__INPUT__
— Begin —
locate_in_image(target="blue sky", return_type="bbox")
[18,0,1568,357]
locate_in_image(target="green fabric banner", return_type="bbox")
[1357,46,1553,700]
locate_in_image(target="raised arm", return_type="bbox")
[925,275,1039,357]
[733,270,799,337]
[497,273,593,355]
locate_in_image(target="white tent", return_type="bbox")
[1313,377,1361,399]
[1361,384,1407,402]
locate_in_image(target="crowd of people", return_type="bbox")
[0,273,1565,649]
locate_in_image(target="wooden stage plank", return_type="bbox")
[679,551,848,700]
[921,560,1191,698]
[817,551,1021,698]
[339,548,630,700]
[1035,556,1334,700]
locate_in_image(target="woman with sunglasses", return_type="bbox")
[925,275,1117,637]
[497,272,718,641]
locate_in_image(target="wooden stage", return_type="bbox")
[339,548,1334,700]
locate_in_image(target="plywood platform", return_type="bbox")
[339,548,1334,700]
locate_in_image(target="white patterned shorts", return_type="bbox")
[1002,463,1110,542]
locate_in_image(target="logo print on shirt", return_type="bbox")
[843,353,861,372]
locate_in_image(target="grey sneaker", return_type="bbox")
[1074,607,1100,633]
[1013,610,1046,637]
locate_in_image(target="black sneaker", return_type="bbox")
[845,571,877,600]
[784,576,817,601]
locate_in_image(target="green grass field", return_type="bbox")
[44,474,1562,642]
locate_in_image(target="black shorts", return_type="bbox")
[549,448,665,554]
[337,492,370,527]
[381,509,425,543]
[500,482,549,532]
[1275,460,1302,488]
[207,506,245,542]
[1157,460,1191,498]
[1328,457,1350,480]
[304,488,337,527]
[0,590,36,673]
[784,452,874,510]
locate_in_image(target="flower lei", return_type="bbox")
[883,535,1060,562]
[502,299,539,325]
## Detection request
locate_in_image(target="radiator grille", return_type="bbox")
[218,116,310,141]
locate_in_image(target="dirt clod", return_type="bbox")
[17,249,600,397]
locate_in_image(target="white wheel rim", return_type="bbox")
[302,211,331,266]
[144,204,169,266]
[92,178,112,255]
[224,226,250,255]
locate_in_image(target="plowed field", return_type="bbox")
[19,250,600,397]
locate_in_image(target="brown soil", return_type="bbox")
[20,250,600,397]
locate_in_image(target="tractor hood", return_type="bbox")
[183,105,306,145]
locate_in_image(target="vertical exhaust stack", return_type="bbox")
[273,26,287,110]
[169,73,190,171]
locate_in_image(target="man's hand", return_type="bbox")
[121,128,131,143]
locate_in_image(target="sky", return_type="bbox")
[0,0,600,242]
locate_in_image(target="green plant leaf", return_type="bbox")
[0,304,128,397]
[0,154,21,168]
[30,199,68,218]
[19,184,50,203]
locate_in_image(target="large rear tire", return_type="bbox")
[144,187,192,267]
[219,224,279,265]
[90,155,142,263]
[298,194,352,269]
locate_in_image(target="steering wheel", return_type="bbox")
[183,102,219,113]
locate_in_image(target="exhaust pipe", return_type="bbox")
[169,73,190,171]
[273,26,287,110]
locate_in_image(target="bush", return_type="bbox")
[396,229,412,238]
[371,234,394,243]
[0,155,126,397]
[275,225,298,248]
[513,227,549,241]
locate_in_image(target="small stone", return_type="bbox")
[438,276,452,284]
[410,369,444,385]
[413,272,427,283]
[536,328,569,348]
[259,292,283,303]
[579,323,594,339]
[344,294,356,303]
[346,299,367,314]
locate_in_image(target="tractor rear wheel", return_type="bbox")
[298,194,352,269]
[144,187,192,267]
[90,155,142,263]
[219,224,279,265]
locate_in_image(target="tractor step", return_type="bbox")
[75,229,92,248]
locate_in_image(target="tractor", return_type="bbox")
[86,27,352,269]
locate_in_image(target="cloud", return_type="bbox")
— End —
__WHAT THE EXERCISE ASKS__
Collect every line of the material above that contains the string "wooden", and copy each such line in full.

__RESULT OF THE EXERCISE__
locate_in_image(target="wooden stage plank", return_type="bbox")
locate_in_image(target="wooden stage", return_type="bbox")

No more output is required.